#### Given exercise:
Set down, in full, every record in the block.

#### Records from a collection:
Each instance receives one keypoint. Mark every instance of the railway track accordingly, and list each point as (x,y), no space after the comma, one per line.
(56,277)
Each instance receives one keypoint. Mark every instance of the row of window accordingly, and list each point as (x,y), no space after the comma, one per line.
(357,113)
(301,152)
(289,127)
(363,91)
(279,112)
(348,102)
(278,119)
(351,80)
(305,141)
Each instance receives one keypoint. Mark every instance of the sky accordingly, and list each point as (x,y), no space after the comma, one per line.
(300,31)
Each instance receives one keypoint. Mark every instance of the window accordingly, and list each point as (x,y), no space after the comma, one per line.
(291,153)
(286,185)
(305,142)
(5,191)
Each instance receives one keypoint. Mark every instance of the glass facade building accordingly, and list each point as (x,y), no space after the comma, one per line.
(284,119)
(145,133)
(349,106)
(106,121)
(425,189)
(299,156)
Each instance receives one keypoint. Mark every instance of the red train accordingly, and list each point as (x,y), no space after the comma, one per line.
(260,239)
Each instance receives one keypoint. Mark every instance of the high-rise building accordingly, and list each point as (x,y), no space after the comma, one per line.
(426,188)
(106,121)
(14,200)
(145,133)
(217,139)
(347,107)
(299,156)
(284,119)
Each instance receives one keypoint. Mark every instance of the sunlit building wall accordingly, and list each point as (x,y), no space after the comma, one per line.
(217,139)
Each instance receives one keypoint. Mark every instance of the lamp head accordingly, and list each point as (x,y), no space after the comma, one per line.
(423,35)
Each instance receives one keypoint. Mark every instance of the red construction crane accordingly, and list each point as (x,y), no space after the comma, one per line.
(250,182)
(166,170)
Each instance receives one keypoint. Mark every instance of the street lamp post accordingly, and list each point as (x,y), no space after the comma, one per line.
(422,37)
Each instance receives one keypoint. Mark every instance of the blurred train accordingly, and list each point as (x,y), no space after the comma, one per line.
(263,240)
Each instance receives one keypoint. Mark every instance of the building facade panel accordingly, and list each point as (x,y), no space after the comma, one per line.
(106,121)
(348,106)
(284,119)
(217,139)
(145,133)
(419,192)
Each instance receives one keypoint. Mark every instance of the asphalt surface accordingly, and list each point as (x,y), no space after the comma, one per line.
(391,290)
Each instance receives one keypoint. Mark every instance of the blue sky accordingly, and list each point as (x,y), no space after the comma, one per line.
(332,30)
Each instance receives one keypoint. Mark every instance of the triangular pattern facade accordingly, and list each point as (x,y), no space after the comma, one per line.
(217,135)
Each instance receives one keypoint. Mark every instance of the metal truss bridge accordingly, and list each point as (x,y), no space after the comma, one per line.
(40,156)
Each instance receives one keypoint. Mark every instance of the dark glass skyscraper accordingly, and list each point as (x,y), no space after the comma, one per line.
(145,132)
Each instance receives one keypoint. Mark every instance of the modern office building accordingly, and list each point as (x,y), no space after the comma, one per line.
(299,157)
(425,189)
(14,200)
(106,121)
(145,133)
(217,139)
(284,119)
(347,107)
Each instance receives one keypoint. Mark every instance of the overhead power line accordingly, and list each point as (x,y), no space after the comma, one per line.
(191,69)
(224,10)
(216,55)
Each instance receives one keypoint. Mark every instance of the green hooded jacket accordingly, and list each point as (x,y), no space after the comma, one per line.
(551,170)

#### Answer for this exercise:
Each instance receives one keypoint. Mark every instance of the railway track accordingly, and list each point as (x,y), no space after the comma, one per line.
(56,277)
Each instance receives one keypoint. Mark every instance of the row of window accordingly, and list each point as (x,y), no space after the comma, one per line.
(357,113)
(301,152)
(289,127)
(363,91)
(279,112)
(348,102)
(278,119)
(351,80)
(305,141)
Each instance receives one keypoint. Mark every instance of the sky accordingly, and list each point as (x,y), no space after the comma, one per line.
(300,31)
Each instance receives one keypoint. Mark every instance of the window accordingly, and list each point as (x,y), no space after the comma, one per line.
(291,153)
(286,185)
(305,142)
(5,191)
Each instance receives one keypoint. Mark every instance of the glass facade building accordingly, and list each point as (x,y), no space after the comma, one per line.
(284,119)
(145,133)
(349,106)
(106,121)
(425,189)
(299,156)
Each instance receives one keypoint. Mark every instance of the red train accordingly, and list each point as (x,y), no space after the comma, one per line.
(260,239)
Each instance receives one keypoint. Mark every instance of the high-rise building accordingly, and list each point as (x,y), no space after the comma, one per line.
(426,188)
(106,121)
(14,200)
(145,133)
(217,139)
(347,107)
(299,156)
(284,119)
Each instance receives one keypoint. Mark every instance of the sunlit building wall accordingly, and list each point as (x,y), no space after the comma, one per line.
(217,139)
Each instance receives one keypoint. Mark every instance of the lamp head accordingly, and list each point as (x,y), no space after the comma, one per line.
(423,35)
Each instance receives one keypoint. Mark every instance of the red construction crane accordingly, and list each point as (x,y), no space after the comma, one per line.
(250,182)
(166,170)
Each instance receives one keypoint. Mark every instance of the street lamp post accordingly, and list each point as (x,y), no space after the comma, one per line.
(422,37)
Each instance receives one keypoint. Mark every instance of the blurred train accordingly, and list each point as (x,y), no space after the comma, one per line.
(263,240)
Each instance receives one keypoint. Mark every instance of the building facade panel accordingly, and list each point as (x,y), no space after the comma, one per line.
(106,121)
(348,106)
(284,119)
(217,139)
(145,133)
(419,192)
Each instance receives one keypoint. Mark every instance of the asphalt surface accordingly, and list each point as (x,y), no space after the comma, one per line.
(391,290)
Each instance receives one keypoint. Mark every instance of the blue sky accordingly, and list each point as (x,y), no space after the comma, one per line.
(332,30)
Each instance receives one keypoint. Mark every instance of the triangular pattern facade accordingly, and list each point as (x,y), no space after the comma, one per line.
(217,135)
Each instance receives one keypoint. Mark every instance of the metal truss bridge accordingly, and list each point as (x,y), no space after the comma, one per line.
(40,156)
Each instance receives one keypoint. Mark every instance of the dark glass skyscraper accordingly, and list each point as (x,y), no space after the comma, one per line.
(145,132)
Each instance receives one keypoint. Mark every instance of the modern office building accordingly, and list each point as (x,y), no space after the comma, one per line.
(299,157)
(425,189)
(14,200)
(106,121)
(145,133)
(217,139)
(284,119)
(347,107)
Each instance receives one keypoint. Mark every instance of the overhead power line accordingly, and list each point as (x,y), no space after the comma, one per line.
(191,69)
(224,10)
(216,55)
Each instance receives one keypoint. Mark every instance of the green hooded jacket accordingly, and list each point as (x,y), no space after the comma, one per line.
(551,170)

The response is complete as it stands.